#### [ASSIGNED TASK]
Output the records that follow, keeping every line exactly as it is.

----------

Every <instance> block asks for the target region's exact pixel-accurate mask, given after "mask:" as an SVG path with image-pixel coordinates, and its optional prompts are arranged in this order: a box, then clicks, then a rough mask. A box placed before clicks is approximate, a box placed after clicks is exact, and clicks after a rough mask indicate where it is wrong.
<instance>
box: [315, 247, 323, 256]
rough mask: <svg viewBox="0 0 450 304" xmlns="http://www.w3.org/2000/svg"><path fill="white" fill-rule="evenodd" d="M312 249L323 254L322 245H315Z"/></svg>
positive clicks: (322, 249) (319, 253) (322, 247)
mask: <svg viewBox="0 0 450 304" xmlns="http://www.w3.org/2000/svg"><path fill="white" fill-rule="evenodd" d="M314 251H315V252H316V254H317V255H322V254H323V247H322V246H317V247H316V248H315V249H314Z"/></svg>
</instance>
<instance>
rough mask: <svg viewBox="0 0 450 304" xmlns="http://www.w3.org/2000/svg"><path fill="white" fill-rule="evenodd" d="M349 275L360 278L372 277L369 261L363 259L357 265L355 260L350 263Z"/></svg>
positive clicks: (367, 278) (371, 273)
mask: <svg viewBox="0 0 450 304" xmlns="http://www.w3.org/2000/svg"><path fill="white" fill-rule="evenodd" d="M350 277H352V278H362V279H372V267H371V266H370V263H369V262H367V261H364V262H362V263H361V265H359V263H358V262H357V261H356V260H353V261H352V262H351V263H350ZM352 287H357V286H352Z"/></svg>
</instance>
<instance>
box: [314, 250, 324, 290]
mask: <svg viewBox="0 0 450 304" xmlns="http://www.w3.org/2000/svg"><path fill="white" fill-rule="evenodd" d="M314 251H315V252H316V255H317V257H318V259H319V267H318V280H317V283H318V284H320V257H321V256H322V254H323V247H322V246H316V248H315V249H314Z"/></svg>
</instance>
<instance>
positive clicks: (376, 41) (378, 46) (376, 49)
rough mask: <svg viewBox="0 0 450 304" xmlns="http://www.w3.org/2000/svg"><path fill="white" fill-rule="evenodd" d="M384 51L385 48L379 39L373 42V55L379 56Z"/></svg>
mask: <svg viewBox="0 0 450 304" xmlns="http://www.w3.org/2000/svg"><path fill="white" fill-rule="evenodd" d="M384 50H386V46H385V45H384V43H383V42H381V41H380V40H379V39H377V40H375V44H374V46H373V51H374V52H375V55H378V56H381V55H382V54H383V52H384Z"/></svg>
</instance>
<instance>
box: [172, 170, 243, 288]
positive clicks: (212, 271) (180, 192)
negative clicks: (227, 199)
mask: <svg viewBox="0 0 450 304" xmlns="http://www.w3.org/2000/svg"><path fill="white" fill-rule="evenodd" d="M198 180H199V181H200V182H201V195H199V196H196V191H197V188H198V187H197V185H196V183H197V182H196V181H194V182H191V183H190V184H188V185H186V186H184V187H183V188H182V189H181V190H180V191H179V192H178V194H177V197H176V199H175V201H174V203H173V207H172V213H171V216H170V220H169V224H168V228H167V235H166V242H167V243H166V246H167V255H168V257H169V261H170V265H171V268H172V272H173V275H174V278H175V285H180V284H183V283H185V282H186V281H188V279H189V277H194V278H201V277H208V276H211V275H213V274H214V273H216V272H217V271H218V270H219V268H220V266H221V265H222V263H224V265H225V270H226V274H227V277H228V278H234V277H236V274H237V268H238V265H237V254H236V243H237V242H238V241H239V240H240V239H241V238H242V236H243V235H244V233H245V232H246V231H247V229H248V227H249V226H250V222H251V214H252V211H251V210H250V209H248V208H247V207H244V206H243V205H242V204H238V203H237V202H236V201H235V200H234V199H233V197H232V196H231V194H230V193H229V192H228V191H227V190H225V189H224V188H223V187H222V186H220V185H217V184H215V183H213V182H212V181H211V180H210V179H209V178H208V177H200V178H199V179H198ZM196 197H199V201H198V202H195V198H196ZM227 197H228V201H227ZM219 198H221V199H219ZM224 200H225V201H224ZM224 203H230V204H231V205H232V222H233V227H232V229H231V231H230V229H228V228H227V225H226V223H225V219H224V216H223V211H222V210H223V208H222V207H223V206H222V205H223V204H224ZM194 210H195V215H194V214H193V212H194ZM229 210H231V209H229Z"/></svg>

----------

#### [WRITTEN SOLUTION]
Every <instance> block asks for the target region's exact pixel-accurate mask, given after "mask:" as an SVG path with image-pixel coordinates, and its optional prompts are arranged in this order: a box, then clicks, then a rough mask. A box placed before clicks is approximate, a box placed after clicks is exact, and clicks after a rough mask indicate where it is wrong.
<instance>
box: [315, 247, 323, 256]
rough mask: <svg viewBox="0 0 450 304" xmlns="http://www.w3.org/2000/svg"><path fill="white" fill-rule="evenodd" d="M312 249L323 254L322 245H315Z"/></svg>
positive clicks: (322, 249) (319, 253) (322, 247)
mask: <svg viewBox="0 0 450 304" xmlns="http://www.w3.org/2000/svg"><path fill="white" fill-rule="evenodd" d="M314 251H315V252H316V254H317V255H322V254H323V247H322V246H317V247H316V248H315V249H314Z"/></svg>
</instance>
<instance>
rough mask: <svg viewBox="0 0 450 304" xmlns="http://www.w3.org/2000/svg"><path fill="white" fill-rule="evenodd" d="M349 275L360 278L372 277L369 261L363 259L357 265L355 260L350 263Z"/></svg>
positive clicks: (367, 278) (371, 273)
mask: <svg viewBox="0 0 450 304" xmlns="http://www.w3.org/2000/svg"><path fill="white" fill-rule="evenodd" d="M350 277H352V278H362V279H372V267H371V266H370V263H369V262H367V261H364V262H362V263H361V265H359V263H358V262H357V261H356V260H353V261H352V262H351V263H350ZM352 287H357V286H352Z"/></svg>
</instance>
<instance>
box: [314, 250, 324, 290]
mask: <svg viewBox="0 0 450 304" xmlns="http://www.w3.org/2000/svg"><path fill="white" fill-rule="evenodd" d="M314 251H315V252H316V255H317V257H318V259H319V267H318V280H317V283H318V284H320V257H321V256H322V254H323V247H322V246H316V248H315V249H314Z"/></svg>
</instance>
<instance>
positive clicks: (376, 41) (378, 46) (376, 49)
rough mask: <svg viewBox="0 0 450 304" xmlns="http://www.w3.org/2000/svg"><path fill="white" fill-rule="evenodd" d="M384 51L385 48L379 39L373 42V55L379 56Z"/></svg>
mask: <svg viewBox="0 0 450 304" xmlns="http://www.w3.org/2000/svg"><path fill="white" fill-rule="evenodd" d="M384 50H386V46H385V45H384V43H383V42H381V41H380V40H379V39H377V40H375V44H374V46H373V51H374V52H375V55H378V56H381V55H382V54H383V52H384Z"/></svg>
</instance>
<instance>
box: [172, 170, 243, 288]
positive clicks: (212, 271) (180, 192)
negative clicks: (227, 199)
mask: <svg viewBox="0 0 450 304" xmlns="http://www.w3.org/2000/svg"><path fill="white" fill-rule="evenodd" d="M198 180H199V181H200V182H201V195H199V196H196V191H197V188H198V187H197V185H196V183H197V182H196V181H194V182H191V183H190V184H188V185H186V186H184V187H183V188H182V189H181V190H180V191H179V192H178V194H177V197H176V199H175V201H174V203H173V207H172V213H171V216H170V220H169V224H168V228H167V235H166V242H167V243H166V246H167V255H168V257H169V261H170V265H171V268H172V272H173V275H174V278H175V285H180V284H183V283H185V282H186V281H188V279H189V277H194V278H201V277H208V276H211V275H213V274H214V273H216V272H217V271H218V270H219V268H220V266H221V265H222V263H224V265H225V270H226V274H227V277H228V278H234V277H236V274H237V268H238V265H237V254H236V243H237V242H238V241H239V240H240V239H241V238H242V236H243V235H244V233H245V232H246V231H247V229H248V227H249V226H250V222H251V214H252V211H251V210H250V209H248V208H247V207H244V206H243V205H242V204H238V203H237V202H236V201H235V200H234V199H233V197H232V196H231V194H230V193H229V192H228V191H227V190H225V189H224V188H223V187H222V186H220V185H217V184H215V183H213V182H212V181H211V180H210V179H209V178H208V177H200V178H199V179H198ZM196 197H199V201H198V202H195V198H196ZM227 197H228V201H227ZM219 198H221V199H219ZM224 200H225V201H224ZM224 203H230V204H231V205H232V222H233V227H232V229H231V231H230V229H228V228H227V225H226V223H225V219H224V216H223V211H222V210H223V208H222V207H223V206H222V205H223V204H224ZM194 210H195V215H194V214H193V212H194ZM229 210H231V209H229Z"/></svg>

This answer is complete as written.